Excerpt to read –
[Bioclusters] MPI clustalw

James Cuff bioclusters@bioinformatics.org
Thu, 6 May 2004 21:30:49 -0400


On May 7, 2004, at 11:36 AM, Michael Cariaso wrote:

> After seeing this abstract
>   http://bioinformatics.oupjournals.org/cgi/content/abstract/20/7/1193
> about a newly released MPI version of clustalw, coming out of of  
> University of Western Australia
> I was wondering of anyone had any experience to compare it to this  
> version
>   
> http://bioinformatics.oupjournals.org/cgi/content/abstract/19/12/1585? 
> ijkey=12ACOyqyrKpFz&keytype=ref
> coming from singapore?

So here's my two pence on this.

I never really got the whole benefit of mpi/pvm speed up deal for  
compute farms.  There I said it, I'm sorry.  :-)

IMHO it takes away the flexibility of the embarrassingly parallel  
nature of clusters.  With any of these approaches, you make hardware  
failure a critical component of your environment.

However, and it's a real big however - you can turn around results  
really, really fast with these setups.  They are great for providing  
rapid sub second turn around, where you need it for single jobs.  For  
example web servers and services where you need rapid response for  
single, or small numbers of jobs.

Other than that, if you are pipelining huge numbers of jobs you are  
still better off running 1,000 copies of clustal/blast/hmmer than  
passing messages about the place.  See Amdahl for further details, keep  
q close to 0.95... etc. etc.  Even on smaller clusters, you still win,  
I like 8 cpus to work as 8, not 7.5...

Anyway, both these articles are great, and I'm sure the code works just  
fine.  I used an early version of the SGI // clustal back at the EBI,  
and it was splendid, again it was for a web server, so it was ideal.

I'd like to see how this stuff runs on a GB ethernet interconnect, but  
again it is not the bandwidth, it is always the latency that kills  
you...

Guy/Tim - did you ever deploy that HMMer PVM cluster we talked about  
for the Pfam web site?

j.

--
James Cuff, D. Phil.
Group Leader, Applied Production Systems
The Broad Institute. 320 Charles Street, Cambridge,
MA. 02141-2023.  Tel: 617-252-1925  Fax: 617-258-0903

Stored data:
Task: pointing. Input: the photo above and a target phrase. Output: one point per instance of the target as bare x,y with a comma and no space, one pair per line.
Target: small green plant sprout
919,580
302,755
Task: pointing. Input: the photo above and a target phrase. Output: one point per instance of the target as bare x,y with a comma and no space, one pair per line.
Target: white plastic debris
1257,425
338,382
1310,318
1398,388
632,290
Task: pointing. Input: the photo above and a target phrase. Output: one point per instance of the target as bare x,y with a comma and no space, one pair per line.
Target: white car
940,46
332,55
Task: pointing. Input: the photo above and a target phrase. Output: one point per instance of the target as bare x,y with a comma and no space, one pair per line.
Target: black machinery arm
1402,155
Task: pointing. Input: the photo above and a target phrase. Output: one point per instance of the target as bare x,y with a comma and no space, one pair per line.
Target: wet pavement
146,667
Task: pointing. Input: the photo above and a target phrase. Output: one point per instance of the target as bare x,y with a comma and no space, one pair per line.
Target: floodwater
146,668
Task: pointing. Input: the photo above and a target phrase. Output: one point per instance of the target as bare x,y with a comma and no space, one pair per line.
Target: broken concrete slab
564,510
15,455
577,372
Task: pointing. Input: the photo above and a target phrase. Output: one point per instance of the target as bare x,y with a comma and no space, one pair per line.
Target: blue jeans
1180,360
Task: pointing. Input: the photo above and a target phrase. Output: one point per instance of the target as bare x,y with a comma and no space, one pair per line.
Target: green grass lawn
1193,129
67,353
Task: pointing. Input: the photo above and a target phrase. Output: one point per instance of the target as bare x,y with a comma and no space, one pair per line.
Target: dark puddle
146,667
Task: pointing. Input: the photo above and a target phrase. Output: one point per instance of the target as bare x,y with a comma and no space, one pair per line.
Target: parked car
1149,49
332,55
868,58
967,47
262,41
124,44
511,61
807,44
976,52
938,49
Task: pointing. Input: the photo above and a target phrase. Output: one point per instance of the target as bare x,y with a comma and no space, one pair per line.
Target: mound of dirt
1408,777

Instruction – In the forum post on parallel clustalw, transcribe the passage starting with "Other than that, if" and going on through "8, not 7.5...".

Task output –
Other than that, if you are pipelining huge numbers of jobs you are  
still better off running 1,000 copies of clustal/blast/hmmer than  
passing messages about the place.  See Amdahl for further details, keep  
q close to 0.95... etc. etc.  Even on smaller clusters, you still win,  
I like 8 cpus to work as 8, not 7.5...